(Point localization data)
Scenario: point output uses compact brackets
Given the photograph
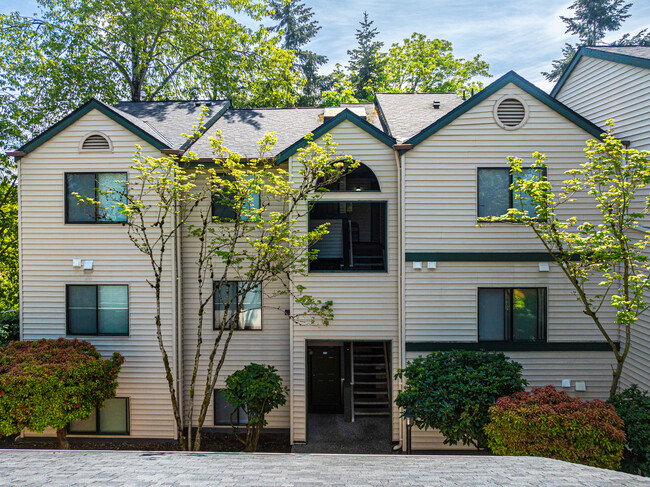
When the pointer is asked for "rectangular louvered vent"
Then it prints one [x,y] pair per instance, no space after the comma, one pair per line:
[511,112]
[95,142]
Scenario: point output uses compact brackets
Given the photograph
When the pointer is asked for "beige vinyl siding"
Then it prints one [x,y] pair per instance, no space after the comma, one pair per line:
[441,176]
[269,346]
[600,90]
[365,303]
[49,245]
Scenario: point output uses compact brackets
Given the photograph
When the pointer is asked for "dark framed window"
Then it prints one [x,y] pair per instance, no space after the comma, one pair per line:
[356,238]
[97,309]
[223,409]
[95,185]
[226,300]
[360,179]
[512,314]
[112,419]
[494,195]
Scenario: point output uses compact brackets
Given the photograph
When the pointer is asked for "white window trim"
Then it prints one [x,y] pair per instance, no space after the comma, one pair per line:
[102,134]
[526,112]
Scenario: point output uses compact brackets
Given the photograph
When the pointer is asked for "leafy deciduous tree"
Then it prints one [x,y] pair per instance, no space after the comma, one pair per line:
[610,250]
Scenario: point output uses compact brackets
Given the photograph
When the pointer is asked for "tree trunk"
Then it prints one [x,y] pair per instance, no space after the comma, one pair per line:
[62,436]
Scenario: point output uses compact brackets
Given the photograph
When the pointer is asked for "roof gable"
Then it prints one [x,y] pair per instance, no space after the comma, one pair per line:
[90,105]
[528,87]
[612,54]
[329,125]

■ **Assignment**: Copy each line of the entries that includes the word "tree".

■ **Answer to this exercise**:
When the pointer is asked for "leafy deciduous tree"
When the pointer is asked for "tree trunk"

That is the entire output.